- Selected excerpt
####################
Newer versions include a broader environmental model that balances service quality and power consumption with indirect costs such as hardware failures and replacements, expressed in monetary terms and carbon emissions.
Administration dashboard with cluster and node status, plus entry points to monitoring and management functions.
Trace showing how administrator preferences can range from no QoS impact to controlled waiting-time increases that deliver large energy savings.
Detailed node view with OS, CPUs, memory, GPUs/Intel MIC, PSU power and load, plus IPMI configuration controls.
Configure node classes (name, description, picture, FLOPS, power consumption) and assign nodes; power values are used to compute efficiency when IPMI data is not available.
Users and jobs views provide tables and charts that summarize cluster usage and job activity.
Statistics include HGFS decision records and charts that show how the workload evolves over time.
Release tarballs are hosted locally for this site.
License: Modified BSD.
EECluster is distributed as a tarball. Unpack the release:
tar zxf eecluster-X.X.X.tgz
Install a MySQL server using your system package manager (for example, yum install mysql-community-server).
Install a Java EE application server (legacy documentation recommends GlassFish).
Run the configure script:
cd eecluster-X.X.X
chmod +x configure.sh
./configure
The script checks requirements (Java, RMS, MySQL, utilities), deploys the EEClusterd service, creates an init.d script, and prompts for configuration values.
HGFS preferences are tuned against a workload scenario described in a properties file (for example
tuning.properties, which can specify the queue, training and validation sets, and the MOEA algorithm).
Run the tuning script:
HGFS_tuning.sh tuning.properties
The output is a Pareto-efficient frontier (CSV) with non-dominated configurations and HGFS parameters. Administrators select a solution and enter the values in the dashboard to create a new configuration.
Form used to enter and enable the selected tuning parameters for a queue.
List of available HGFS plans with waiting-time thresholds and weights.
####################
- Data section
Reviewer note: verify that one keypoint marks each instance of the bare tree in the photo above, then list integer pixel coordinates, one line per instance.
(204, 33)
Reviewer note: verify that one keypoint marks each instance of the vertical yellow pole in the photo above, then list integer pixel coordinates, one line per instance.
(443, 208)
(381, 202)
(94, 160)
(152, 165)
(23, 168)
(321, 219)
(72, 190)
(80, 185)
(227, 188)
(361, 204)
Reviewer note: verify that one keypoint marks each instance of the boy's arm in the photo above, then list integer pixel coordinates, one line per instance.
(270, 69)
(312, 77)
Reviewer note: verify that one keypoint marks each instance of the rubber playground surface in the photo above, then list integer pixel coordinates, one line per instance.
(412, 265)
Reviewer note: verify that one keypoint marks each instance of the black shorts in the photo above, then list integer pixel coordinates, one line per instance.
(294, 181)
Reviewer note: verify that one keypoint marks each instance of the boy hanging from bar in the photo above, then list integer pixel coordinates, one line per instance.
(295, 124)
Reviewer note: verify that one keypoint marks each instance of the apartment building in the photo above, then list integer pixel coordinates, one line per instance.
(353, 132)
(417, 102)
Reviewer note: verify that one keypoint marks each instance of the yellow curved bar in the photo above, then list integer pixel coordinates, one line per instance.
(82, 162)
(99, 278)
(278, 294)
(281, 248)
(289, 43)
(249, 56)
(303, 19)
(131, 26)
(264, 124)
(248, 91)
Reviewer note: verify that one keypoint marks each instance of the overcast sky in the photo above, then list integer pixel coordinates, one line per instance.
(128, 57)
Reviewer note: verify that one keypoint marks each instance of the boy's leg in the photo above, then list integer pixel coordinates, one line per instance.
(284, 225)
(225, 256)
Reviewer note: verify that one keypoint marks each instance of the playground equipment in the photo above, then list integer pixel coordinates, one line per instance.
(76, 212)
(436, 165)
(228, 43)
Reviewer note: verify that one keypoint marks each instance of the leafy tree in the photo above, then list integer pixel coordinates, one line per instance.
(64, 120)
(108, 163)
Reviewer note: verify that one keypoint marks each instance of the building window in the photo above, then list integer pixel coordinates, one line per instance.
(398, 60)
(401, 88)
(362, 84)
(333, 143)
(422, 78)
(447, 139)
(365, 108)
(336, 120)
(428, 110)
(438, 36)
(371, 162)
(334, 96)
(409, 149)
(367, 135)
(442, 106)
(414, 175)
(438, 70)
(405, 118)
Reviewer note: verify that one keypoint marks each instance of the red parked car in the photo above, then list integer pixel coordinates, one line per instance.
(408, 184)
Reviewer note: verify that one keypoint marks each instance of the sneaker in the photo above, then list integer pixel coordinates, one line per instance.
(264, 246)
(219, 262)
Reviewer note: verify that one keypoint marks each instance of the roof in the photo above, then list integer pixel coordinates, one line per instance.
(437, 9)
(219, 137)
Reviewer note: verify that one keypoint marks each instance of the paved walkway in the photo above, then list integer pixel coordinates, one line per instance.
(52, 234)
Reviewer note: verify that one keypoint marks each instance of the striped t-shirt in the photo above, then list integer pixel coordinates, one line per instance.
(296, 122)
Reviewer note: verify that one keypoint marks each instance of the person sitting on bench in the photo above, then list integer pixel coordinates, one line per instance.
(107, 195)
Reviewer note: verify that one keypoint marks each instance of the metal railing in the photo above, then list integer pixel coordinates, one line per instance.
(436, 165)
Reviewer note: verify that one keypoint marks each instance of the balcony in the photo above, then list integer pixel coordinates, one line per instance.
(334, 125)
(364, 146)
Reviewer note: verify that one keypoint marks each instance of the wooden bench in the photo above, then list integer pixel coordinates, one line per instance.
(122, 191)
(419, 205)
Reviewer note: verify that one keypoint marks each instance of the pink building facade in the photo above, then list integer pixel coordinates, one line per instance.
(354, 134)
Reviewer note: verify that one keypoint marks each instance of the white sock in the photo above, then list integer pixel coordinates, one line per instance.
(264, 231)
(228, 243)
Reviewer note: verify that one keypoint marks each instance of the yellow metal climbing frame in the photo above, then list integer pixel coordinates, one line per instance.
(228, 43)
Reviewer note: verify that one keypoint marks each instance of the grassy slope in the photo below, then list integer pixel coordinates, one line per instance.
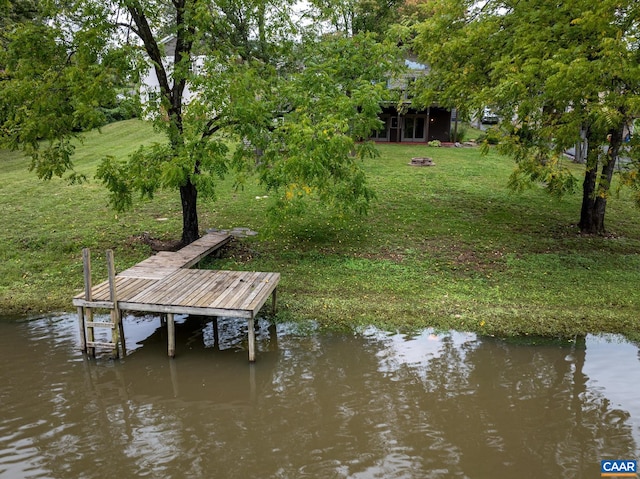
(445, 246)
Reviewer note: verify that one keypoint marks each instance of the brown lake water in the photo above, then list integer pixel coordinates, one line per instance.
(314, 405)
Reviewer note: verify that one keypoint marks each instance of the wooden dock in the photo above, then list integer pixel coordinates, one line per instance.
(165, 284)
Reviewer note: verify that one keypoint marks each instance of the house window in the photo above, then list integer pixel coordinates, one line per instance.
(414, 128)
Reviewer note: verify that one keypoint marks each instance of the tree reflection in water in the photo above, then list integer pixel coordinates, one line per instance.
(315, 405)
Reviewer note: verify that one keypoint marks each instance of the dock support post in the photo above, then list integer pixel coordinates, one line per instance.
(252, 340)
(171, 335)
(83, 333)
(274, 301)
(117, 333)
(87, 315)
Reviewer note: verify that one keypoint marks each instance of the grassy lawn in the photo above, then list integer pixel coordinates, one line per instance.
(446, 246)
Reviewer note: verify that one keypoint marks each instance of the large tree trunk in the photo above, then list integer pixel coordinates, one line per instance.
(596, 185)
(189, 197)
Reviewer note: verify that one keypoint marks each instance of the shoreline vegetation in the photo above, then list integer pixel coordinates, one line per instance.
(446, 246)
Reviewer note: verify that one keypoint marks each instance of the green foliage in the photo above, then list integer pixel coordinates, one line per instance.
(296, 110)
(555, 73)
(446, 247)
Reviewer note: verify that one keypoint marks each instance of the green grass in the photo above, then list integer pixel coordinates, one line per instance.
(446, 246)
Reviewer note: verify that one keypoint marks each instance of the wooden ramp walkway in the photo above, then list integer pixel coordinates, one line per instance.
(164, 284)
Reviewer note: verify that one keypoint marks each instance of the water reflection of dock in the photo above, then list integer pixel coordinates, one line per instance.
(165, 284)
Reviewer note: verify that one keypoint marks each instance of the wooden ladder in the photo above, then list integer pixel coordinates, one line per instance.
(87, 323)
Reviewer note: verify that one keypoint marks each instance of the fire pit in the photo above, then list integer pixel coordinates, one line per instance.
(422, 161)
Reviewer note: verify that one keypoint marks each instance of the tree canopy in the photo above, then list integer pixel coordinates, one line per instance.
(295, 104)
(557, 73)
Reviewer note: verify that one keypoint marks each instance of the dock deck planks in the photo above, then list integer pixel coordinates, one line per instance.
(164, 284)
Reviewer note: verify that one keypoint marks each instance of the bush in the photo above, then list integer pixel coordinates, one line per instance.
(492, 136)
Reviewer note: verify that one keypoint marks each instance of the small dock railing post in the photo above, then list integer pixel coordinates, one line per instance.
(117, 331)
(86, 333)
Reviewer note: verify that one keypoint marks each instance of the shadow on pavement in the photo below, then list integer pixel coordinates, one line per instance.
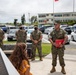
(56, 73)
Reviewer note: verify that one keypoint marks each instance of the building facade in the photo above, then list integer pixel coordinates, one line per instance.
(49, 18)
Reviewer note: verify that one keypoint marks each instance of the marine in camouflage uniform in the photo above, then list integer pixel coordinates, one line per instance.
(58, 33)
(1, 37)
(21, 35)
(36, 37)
####################
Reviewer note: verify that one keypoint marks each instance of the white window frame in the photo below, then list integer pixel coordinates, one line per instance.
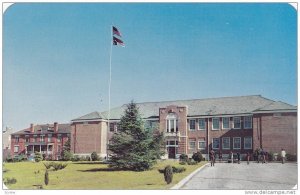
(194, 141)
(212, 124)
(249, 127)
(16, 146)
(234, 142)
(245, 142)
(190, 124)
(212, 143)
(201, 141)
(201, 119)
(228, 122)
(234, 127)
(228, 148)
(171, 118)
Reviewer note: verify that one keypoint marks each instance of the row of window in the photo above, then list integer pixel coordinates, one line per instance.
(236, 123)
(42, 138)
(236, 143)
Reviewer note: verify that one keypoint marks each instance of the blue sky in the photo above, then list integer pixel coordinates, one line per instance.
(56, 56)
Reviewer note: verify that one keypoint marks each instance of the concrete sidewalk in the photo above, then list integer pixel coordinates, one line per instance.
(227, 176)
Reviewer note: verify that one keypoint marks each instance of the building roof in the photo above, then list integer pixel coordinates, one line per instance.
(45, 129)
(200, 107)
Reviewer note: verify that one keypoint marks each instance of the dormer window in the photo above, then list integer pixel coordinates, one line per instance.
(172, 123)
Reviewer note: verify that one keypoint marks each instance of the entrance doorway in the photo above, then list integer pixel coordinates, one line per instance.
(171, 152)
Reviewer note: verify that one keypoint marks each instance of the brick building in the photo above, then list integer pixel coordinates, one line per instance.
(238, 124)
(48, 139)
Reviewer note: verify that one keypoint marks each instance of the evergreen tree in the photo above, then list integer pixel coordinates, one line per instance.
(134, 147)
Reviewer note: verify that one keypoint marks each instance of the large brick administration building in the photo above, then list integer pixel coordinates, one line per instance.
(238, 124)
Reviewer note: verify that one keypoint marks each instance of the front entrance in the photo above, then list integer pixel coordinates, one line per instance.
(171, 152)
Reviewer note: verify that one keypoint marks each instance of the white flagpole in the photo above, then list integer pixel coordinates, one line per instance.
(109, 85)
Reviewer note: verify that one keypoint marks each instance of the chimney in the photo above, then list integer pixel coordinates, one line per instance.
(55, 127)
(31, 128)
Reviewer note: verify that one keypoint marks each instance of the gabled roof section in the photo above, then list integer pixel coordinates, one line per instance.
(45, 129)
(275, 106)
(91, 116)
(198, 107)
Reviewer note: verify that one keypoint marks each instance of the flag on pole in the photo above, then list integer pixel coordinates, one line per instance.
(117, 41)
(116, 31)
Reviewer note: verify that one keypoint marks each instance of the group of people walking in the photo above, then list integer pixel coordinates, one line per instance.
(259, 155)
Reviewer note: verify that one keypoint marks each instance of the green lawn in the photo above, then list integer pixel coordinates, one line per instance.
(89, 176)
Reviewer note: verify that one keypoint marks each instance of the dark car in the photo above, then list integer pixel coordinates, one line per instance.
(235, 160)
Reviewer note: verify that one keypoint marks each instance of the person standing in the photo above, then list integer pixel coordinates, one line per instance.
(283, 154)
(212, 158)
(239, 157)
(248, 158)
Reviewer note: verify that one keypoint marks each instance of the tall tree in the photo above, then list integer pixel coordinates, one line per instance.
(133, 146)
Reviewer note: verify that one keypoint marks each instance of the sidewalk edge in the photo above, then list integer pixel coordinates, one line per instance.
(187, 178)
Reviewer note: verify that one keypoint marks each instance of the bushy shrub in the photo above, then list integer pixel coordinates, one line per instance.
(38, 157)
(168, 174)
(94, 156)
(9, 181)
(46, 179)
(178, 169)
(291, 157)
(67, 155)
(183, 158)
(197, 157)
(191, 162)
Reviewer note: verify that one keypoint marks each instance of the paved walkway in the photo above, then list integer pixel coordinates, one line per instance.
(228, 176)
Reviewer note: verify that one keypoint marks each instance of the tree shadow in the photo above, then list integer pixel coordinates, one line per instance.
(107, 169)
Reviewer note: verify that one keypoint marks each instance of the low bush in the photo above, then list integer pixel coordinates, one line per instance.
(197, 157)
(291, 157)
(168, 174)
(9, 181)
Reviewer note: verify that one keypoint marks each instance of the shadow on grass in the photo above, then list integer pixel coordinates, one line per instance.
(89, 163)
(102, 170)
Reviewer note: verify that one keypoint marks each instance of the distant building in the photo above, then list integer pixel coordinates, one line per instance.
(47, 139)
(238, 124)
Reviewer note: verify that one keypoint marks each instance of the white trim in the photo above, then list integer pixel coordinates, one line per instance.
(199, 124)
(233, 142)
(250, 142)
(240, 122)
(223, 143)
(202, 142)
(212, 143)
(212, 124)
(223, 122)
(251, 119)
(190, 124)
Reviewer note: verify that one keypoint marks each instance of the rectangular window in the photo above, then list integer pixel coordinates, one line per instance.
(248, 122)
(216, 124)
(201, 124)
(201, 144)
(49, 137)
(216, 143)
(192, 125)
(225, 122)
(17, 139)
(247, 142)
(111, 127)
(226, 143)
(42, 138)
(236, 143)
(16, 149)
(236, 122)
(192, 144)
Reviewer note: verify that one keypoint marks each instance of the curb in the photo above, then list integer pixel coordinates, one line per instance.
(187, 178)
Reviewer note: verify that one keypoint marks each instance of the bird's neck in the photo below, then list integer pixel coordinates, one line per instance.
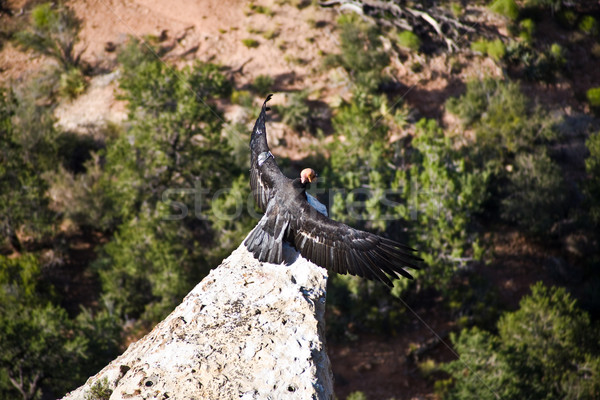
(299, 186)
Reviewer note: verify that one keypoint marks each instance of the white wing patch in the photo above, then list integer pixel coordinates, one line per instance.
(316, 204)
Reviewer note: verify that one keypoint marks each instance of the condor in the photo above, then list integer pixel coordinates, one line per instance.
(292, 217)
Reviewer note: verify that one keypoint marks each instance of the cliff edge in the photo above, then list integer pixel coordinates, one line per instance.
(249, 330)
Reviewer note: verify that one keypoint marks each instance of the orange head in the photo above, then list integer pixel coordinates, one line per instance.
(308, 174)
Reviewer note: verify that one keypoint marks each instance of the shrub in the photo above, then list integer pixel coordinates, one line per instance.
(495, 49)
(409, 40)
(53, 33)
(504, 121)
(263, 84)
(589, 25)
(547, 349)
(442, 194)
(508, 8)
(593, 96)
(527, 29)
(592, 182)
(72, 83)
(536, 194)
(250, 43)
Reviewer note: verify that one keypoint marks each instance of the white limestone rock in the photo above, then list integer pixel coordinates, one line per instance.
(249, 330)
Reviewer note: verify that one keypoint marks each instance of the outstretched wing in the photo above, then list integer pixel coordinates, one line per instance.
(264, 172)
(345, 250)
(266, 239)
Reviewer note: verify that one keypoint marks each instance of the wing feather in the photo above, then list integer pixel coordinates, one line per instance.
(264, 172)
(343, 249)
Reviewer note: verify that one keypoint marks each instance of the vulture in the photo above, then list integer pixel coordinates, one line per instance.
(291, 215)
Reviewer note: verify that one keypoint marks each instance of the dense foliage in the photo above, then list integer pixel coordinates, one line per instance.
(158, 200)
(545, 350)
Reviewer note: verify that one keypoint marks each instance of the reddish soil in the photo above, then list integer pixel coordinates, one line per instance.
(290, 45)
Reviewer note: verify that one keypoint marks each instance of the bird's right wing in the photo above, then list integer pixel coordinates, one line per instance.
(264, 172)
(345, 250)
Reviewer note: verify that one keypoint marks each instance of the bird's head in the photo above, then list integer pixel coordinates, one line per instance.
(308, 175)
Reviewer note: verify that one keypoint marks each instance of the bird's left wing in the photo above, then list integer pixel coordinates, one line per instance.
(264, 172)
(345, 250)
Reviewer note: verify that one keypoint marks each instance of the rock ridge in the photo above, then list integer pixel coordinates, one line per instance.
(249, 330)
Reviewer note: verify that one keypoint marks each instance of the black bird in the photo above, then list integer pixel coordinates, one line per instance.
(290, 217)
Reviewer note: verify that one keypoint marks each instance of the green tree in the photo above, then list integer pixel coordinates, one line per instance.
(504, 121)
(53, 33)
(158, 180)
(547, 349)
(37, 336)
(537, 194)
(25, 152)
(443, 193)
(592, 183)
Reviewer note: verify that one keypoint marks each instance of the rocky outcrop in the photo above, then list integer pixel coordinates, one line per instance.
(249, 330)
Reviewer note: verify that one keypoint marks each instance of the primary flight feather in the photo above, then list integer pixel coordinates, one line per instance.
####################
- To do
A) Render the sentence "Users and jobs views provide tables and charts that summarize cluster usage and job activity." from the EECluster documentation into Spanish.
B) Reproduce everything in the EECluster documentation from "Newer versions include" down to "is not available.".

- Responses to the tasks
A) Las vistas de usuarios y trabajos ofrecen tablas y gráficos que resumen el uso del clúster y la actividad de los trabajos.

B)
Newer versions include a broader environmental model that balances service quality and power consumption with indirect costs such as hardware failures and replacements, expressed in monetary terms and carbon emissions.
Administration dashboard with cluster and node status, plus entry points to monitoring and management functions.
Trace showing how administrator preferences can range from no QoS impact to controlled waiting-time increases that deliver large energy savings.
Detailed node view with OS, CPUs, memory, GPUs/Intel MIC, PSU power and load, plus IPMI configuration controls.
Configure node classes (name, description, picture, FLOPS, power consumption) and assign nodes; power values are used to compute efficiency when IPMI data is not available.